* Task requirements:
Make an exact transcription of the material, leaving out all images.

(Recorded data)
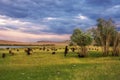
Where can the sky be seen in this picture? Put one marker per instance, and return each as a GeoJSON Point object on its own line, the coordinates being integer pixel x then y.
{"type": "Point", "coordinates": [52, 20]}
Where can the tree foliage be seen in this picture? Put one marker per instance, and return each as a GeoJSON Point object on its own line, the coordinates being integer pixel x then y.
{"type": "Point", "coordinates": [103, 34]}
{"type": "Point", "coordinates": [82, 39]}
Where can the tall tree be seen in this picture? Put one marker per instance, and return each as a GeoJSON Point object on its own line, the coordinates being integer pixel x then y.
{"type": "Point", "coordinates": [103, 34]}
{"type": "Point", "coordinates": [82, 39]}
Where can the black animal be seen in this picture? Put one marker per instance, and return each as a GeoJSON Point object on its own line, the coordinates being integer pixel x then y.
{"type": "Point", "coordinates": [3, 55]}
{"type": "Point", "coordinates": [66, 50]}
{"type": "Point", "coordinates": [28, 51]}
{"type": "Point", "coordinates": [53, 53]}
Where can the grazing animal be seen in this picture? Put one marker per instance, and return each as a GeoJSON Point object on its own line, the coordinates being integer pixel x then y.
{"type": "Point", "coordinates": [53, 53]}
{"type": "Point", "coordinates": [28, 51]}
{"type": "Point", "coordinates": [10, 52]}
{"type": "Point", "coordinates": [66, 50]}
{"type": "Point", "coordinates": [3, 55]}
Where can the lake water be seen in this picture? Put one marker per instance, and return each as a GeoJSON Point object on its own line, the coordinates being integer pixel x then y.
{"type": "Point", "coordinates": [14, 46]}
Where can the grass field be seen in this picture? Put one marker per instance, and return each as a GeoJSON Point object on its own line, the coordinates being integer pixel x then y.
{"type": "Point", "coordinates": [42, 65]}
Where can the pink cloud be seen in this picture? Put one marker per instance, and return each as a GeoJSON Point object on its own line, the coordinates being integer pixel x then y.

* Reply to the exercise:
Where can the sky be seen in this picture? Put one marker per instance, and return each as a GeoJSON Point object on its own line, the coordinates being integer pixel x then y.
{"type": "Point", "coordinates": [52, 20]}
Where can the tree foliage be seen in this picture? Put one marker per instance, and return each as a GeoJSON Point object on its own line, the coordinates being integer pixel x then y.
{"type": "Point", "coordinates": [103, 34]}
{"type": "Point", "coordinates": [82, 39]}
Where can the tall tree be seen in this picture? Put one marker per instance, and return each as a GeoJSON Point object on its own line, the coordinates being integer pixel x then y.
{"type": "Point", "coordinates": [103, 34]}
{"type": "Point", "coordinates": [82, 39]}
Where can the black animal be seen in this picture? Put one marker per instance, and return each as a GeoJSON Point object on its own line, the coordinates being integer pixel x then y.
{"type": "Point", "coordinates": [3, 55]}
{"type": "Point", "coordinates": [66, 50]}
{"type": "Point", "coordinates": [28, 51]}
{"type": "Point", "coordinates": [53, 53]}
Where can the grazing animal be seen in this picture? Put one marker per instance, and return each as a GeoJSON Point object on its own line, the coordinates being integer pixel x then y.
{"type": "Point", "coordinates": [53, 53]}
{"type": "Point", "coordinates": [28, 51]}
{"type": "Point", "coordinates": [10, 52]}
{"type": "Point", "coordinates": [66, 50]}
{"type": "Point", "coordinates": [3, 55]}
Where can the lake water be seen in this picture? Put one marker per instance, and return each as a GeoJSON Point object on its own line, the coordinates being integer pixel x then y.
{"type": "Point", "coordinates": [14, 46]}
Where can the grass field be seen in this picture? Put one marker per instance, and return each as a GeoJSON Point object on its own line, the coordinates being integer pixel x then y.
{"type": "Point", "coordinates": [42, 65]}
Where can the pink cloud be seen in this picture? Put one marker per instance, and return each as a GeoJSON Point object on its own line, the coordinates being integer pixel x then y.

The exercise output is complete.